>>>>>

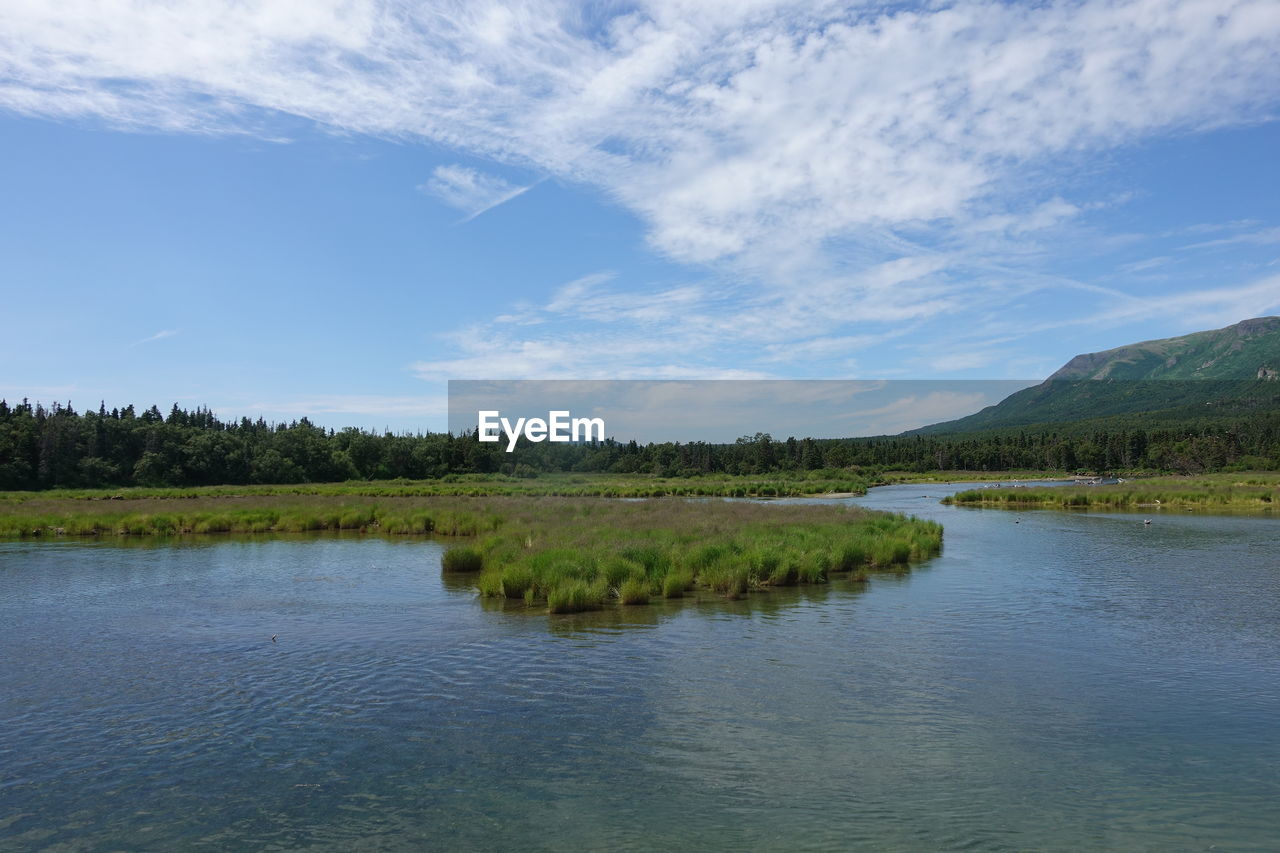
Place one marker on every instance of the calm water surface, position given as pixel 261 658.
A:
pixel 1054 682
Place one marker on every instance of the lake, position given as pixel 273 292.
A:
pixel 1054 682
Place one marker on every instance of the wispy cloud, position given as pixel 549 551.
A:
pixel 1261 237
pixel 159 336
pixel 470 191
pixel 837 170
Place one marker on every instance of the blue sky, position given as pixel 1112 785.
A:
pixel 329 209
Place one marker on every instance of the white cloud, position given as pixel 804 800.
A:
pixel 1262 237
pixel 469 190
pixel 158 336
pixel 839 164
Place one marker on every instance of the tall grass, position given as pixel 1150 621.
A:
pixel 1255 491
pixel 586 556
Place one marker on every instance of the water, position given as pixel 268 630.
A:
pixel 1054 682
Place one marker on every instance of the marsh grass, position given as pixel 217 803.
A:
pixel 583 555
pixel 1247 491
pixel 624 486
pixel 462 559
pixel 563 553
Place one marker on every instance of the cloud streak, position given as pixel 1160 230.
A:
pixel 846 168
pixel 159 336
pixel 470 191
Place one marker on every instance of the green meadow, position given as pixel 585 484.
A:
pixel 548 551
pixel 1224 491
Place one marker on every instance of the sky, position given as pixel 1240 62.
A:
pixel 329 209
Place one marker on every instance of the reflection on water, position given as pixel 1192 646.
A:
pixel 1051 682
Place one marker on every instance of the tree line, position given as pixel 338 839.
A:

<<<<<

Lay out every line of the records above as a JSON list of strings, one string per line, skipping blank lines and leaving out the pictures.

[
  "Place one marker on every instance of the calm water surface, position given as pixel 261 658.",
  "A:",
  "pixel 1054 682",
  "Place one marker on every instance of the lake, position given as pixel 273 292.",
  "A:",
  "pixel 1054 682",
  "Place one marker on every instance of the wispy cloud, position given as pixel 549 551.",
  "A:",
  "pixel 1261 237",
  "pixel 159 336",
  "pixel 470 191",
  "pixel 837 170",
  "Place one marker on every instance of the blue sky, position given as pixel 1112 785.",
  "A:",
  "pixel 329 209",
  "Place one marker on every instance of the white cloud, position given as pixel 804 800.",
  "A:",
  "pixel 1262 237",
  "pixel 469 190",
  "pixel 158 336",
  "pixel 839 164",
  "Place one marker on every instance of the tall grass, position given as pixel 1150 621.",
  "A:",
  "pixel 1255 491",
  "pixel 586 556",
  "Place one marker on every instance of the water, position given as pixel 268 630.",
  "A:",
  "pixel 1054 682",
  "Place one marker on every instance of the marsh grass, position given as pixel 217 803.",
  "A:",
  "pixel 583 555",
  "pixel 1247 491",
  "pixel 624 486",
  "pixel 462 559",
  "pixel 563 553",
  "Place one marker on every instance of the cloud streak, position given as pixel 1160 230.",
  "A:",
  "pixel 846 168",
  "pixel 159 336",
  "pixel 470 191",
  "Place one marker on every instance of the green meadow, position given as pixel 585 484.",
  "A:",
  "pixel 548 551",
  "pixel 1224 491",
  "Place one marker on every instance of the sky, position given as pixel 1240 62.",
  "A:",
  "pixel 329 209",
  "Place one marker on every instance of the reflection on water, position given as pixel 1192 646.",
  "A:",
  "pixel 1051 682",
  "Place one marker on every instance of the tree line, position given as pixel 338 839.",
  "A:"
]